Belge Bölümü:
Emsal Mahkeme Kararı İstanbul 12. Asliye Ticaret Mahkemesi 2020/526 E. 2022/210 K. 04.03.2022 T.

Görüntülediğiniz mahkeme kararı henüz kesinleşmemiştir. Yararlı olması amacıyla eklenmiştir.

T.C.
İSTANBUL
12. ASLİYE TİCARET MAHKEMESİ

ESAS NO:2020/526 Esas
KARAR NO:2022/210

DAVA:İtirazın İptali (Hizmet Sözleşmesinden Kaynaklanan)
DAVA TARİHİ:05/10/2020
KARAR TARİHİ:04/03/2022

Mahkememizde görülmekte olan İtirazın İptali (Hizmet Sözleşmesinden Kaynaklanan) davasının yapılan açık yargılaması sonunda,
GEREĞİ DÜŞÜNÜLDÜ:
DAVA:Davacı vekili dava dilekçesinde özetle; … plaka sayılı aracın müvekkili sigorta şirketi nezdinde sigortalı olduğunu, 18/02/2018 tarihinde davalıya ait … plaka sayılı aracın, sigortalısının aracına çarparak maddi hasarlı kaza yaşanmasına sebebiyet verildiğini, sigortalı araçta 19.662,00-TL maddi hasarın meydana geldiğini ve müvekkili tarafından bu bedelin sigortalıya ödendiğini, bu ödeme ile müvekkilinin, sigortalısının haklarına halef olduğunu, söz konusu alacağın davalıdan tahsili için …. İcra Dairesinin … Esas sayılı icra dosyasından davalı aleyhine icra takibi başlatıldığını, davalı tarafça takibe itiraz edildiğini ve takibin durduğunu, yapılan itirazın hukuka aykırı olduğunu belirterek davanın kabulü ile takibe yapılan itirazın iptaline, davalının %20’den az olmamak üzere icra inkar tazminatına mahkum edilmesine, yargılama giderleri ile vekalet ücretinin karşı tarafa yükletilmesine karar verilmesini talep etmiştir.
CEVAP : Davalı tarafça davaya cevap verilmemiştir.
DELİLLERİN DEĞERLENDİRİLMESİ VE GEREKÇE: Dava, maddi hasarlı trafik kazası sebebiyle dava dışı sigortalıya ödenen hasar bedelinin kusuru oranında diğer araç sigortacısından rücuen tahsili amacıyla yapılan icra takibine vaki itirazın iptali istemine ilişkindir.
Dava dilekçesi, cevap dilekçesi ve sair tüm evraklar hep birlikte incelenmiştir.
Mahkememizde açılan dava: İİK.nun 67. maddesi gereğince itirazın iptali davasıdır.
Dosyamıza getirtilen …. İcra Müdürlüğünün … Esas sayılı takip dosyasının incelenmesinde; davacı tarafından davalı aleyhine toplam 5.045,88-TL üzerinden icra takibi yapıldığı, davalının itirazı üzerine takibin durduğu, itirazın süresinde ve usulüne uygun yapıldığı, buna göre davanın, İİK.67.maddesinde yazılı 1 yıllık hak düşürücü süre içerisinde açıldığı anlaşılmıştır.

Çıkarılmış Veriler:
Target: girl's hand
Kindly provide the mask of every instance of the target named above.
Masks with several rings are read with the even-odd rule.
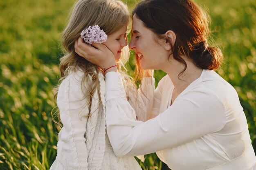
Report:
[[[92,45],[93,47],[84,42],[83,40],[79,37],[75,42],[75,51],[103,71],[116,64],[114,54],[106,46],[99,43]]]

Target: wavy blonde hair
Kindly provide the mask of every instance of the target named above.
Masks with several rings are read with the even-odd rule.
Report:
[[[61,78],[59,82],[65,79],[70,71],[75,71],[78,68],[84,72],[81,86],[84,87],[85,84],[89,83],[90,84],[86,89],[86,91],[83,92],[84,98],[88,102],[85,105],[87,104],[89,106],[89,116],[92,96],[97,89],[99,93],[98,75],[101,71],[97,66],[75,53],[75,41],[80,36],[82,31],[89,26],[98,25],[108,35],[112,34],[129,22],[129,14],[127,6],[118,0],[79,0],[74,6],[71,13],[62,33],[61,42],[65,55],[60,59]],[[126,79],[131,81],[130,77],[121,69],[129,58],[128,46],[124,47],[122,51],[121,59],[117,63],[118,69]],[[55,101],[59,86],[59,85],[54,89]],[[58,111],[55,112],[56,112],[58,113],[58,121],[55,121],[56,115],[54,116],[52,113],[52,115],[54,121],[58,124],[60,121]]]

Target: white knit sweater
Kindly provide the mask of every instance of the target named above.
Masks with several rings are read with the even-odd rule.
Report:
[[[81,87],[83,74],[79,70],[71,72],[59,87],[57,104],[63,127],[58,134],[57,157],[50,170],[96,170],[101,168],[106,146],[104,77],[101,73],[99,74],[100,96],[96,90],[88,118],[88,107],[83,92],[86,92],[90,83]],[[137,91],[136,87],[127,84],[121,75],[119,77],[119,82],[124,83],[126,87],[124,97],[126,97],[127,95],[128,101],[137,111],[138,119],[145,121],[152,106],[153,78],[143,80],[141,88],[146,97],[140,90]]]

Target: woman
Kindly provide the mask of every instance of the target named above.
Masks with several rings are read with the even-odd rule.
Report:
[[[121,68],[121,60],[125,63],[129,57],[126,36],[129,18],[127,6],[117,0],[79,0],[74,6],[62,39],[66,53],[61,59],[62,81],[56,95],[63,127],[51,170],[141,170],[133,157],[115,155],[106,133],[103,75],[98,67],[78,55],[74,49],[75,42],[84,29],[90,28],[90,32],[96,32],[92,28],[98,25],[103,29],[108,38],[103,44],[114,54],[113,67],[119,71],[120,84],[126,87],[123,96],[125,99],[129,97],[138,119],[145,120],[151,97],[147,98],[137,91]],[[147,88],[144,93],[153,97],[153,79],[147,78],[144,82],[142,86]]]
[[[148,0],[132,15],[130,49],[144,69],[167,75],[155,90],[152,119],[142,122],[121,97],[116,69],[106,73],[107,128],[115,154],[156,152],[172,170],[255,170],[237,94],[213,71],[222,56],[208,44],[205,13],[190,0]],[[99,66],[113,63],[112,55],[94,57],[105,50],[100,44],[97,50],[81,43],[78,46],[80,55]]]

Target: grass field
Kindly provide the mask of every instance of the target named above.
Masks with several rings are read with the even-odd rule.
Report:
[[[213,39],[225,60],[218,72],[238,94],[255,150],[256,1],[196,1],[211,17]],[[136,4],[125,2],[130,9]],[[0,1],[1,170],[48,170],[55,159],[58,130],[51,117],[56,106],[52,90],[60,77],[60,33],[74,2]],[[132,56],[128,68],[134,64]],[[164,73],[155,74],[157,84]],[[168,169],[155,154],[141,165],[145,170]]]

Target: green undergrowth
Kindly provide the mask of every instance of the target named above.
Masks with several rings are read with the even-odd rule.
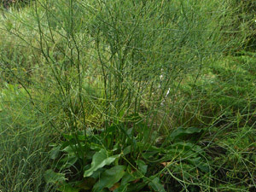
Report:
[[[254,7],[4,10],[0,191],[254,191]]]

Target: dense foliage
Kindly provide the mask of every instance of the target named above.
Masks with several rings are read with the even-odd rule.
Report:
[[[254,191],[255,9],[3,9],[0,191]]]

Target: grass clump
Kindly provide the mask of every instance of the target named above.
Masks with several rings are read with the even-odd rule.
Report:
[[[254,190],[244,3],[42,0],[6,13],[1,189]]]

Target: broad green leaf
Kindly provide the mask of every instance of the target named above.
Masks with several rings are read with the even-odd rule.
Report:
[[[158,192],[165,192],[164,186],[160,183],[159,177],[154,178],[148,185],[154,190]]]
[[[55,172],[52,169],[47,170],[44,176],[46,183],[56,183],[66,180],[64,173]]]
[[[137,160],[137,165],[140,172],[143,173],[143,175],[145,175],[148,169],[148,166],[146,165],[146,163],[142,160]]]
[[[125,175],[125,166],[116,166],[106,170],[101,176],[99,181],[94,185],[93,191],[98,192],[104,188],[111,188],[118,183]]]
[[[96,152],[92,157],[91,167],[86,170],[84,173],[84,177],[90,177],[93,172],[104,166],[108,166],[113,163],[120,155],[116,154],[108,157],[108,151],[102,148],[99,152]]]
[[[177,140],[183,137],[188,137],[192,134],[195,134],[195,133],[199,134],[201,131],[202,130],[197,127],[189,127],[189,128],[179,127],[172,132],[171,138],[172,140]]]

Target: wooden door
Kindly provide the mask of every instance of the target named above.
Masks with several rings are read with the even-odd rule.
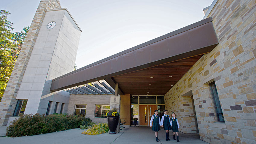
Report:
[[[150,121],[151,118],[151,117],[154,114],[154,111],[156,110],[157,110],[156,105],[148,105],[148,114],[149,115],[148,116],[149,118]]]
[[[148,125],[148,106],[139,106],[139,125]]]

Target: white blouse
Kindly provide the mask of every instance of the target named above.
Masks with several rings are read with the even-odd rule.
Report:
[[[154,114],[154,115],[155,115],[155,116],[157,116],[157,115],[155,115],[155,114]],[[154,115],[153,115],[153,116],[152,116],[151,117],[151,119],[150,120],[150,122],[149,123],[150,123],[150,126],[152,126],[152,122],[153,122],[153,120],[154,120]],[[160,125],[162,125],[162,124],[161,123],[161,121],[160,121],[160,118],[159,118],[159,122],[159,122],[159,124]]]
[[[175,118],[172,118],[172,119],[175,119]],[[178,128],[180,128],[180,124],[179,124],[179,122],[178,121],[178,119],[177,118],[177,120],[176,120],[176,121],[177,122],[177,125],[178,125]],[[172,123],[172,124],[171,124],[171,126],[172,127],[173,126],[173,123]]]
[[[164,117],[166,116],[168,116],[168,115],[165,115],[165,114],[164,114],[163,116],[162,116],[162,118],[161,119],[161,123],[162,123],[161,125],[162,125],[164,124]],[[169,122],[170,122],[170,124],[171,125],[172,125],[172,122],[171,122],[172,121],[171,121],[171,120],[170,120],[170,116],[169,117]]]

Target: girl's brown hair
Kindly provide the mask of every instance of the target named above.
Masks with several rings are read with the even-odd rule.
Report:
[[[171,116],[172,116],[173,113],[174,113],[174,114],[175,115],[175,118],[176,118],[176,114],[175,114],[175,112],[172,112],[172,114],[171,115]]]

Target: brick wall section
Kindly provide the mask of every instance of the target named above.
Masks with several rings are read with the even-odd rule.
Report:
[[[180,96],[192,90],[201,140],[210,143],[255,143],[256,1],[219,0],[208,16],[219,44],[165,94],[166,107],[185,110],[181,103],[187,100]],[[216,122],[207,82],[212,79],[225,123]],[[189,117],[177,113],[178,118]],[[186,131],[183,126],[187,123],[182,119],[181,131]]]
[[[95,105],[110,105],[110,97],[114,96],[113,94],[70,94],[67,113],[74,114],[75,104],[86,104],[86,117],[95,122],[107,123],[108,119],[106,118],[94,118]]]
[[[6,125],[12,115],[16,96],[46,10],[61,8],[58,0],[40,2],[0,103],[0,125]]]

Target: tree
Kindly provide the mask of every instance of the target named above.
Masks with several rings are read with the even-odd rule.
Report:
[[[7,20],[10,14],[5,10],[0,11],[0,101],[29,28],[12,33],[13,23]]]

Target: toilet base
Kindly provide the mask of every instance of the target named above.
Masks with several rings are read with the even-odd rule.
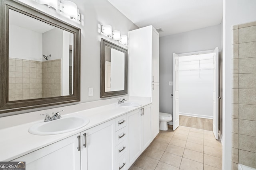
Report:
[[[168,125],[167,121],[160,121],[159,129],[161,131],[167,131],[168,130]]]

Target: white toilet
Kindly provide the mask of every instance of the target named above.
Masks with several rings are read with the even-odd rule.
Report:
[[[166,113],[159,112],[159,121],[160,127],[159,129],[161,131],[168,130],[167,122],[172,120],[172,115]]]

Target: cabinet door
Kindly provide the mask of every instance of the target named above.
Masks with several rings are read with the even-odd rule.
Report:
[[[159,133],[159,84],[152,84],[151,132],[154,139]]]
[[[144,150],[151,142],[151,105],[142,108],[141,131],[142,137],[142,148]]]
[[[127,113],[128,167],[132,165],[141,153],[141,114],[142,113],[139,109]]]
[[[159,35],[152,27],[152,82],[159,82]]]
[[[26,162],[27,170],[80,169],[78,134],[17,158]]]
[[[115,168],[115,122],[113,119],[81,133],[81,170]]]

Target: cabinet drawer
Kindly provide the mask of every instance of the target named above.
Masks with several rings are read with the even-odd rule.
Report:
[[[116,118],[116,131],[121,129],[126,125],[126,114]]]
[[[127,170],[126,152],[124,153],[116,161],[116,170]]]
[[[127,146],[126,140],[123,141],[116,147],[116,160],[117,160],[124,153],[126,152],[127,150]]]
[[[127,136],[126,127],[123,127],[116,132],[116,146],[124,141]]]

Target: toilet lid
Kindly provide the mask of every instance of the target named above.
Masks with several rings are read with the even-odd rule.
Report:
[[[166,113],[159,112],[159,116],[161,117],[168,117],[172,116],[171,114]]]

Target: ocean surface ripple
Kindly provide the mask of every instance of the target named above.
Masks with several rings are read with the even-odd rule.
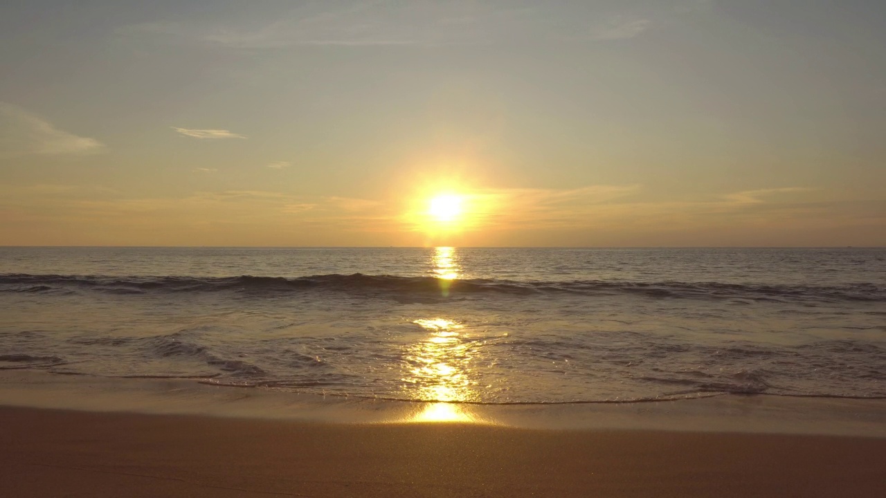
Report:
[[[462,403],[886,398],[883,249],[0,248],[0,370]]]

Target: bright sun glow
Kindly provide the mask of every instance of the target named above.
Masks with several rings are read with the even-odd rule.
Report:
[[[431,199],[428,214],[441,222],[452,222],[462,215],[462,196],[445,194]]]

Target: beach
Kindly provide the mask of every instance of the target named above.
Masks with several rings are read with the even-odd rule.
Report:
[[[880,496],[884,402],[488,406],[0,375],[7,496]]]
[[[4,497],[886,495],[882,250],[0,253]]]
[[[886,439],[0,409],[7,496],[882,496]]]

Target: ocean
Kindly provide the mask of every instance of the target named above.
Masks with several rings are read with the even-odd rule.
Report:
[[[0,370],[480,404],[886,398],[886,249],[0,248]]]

Gereklilik 1: Mahkeme kararından "DELİLLERİN DEĞERLENDİRİLMESİ VE" ile "iptali istemine ilişkindir." arasındaki kısmı, bu iki ifade de dahil olmak üzere hiçbir değişiklik yapmadan alıntılayın.
Gereklilik 2: Listede "Target: grass field" geçen satır ile "[[[254,7],[4,10],[0,191],[254,191]]]" geçen satır arasındaki bütün satırları, iki uç da dahil olmak üzere yeniden yazın ve cevaplardaki her koordinat değerine 75 ekleyerek şekilleri kaydırın. Yalnızca bu satırları verin, görsel yer tutucularını çıktıya almayın.

Eksiksiz Çıktı 1:
DELİLLERİN DEĞERLENDİRİLMESİ VE GEREKÇE: Dava, maddi hasarlı trafik kazası sebebiyle dava dışı sigortalıya ödenen hasar bedelinin kusuru oranında diğer araç sigortacısından rücuen tahsili amacıyla yapılan icra takibine vaki itirazın iptali istemine ilişkindir.

Eksiksiz Çıktı 2:
Target: grass field
Kindly provide the mask of every instance of the target named above.
Masks with several rings are read with the even-odd rule.
Report:
[[[288,114],[300,135],[293,147],[313,169],[330,225],[331,76],[271,76],[286,92]],[[211,79],[200,77],[205,84]],[[75,76],[76,245],[123,245],[130,234],[133,205],[126,192],[131,181],[127,165],[135,152],[135,108],[149,77]],[[207,131],[203,143],[209,139]],[[239,148],[230,149],[232,159]],[[243,244],[230,229],[216,240],[220,245]]]

Target: green undergrowth
Kindly provide the mask of every instance of the target named above.
Masks with several rings are read with the even-odd rule.
Report:
[[[329,82],[79,85],[75,266],[329,266]]]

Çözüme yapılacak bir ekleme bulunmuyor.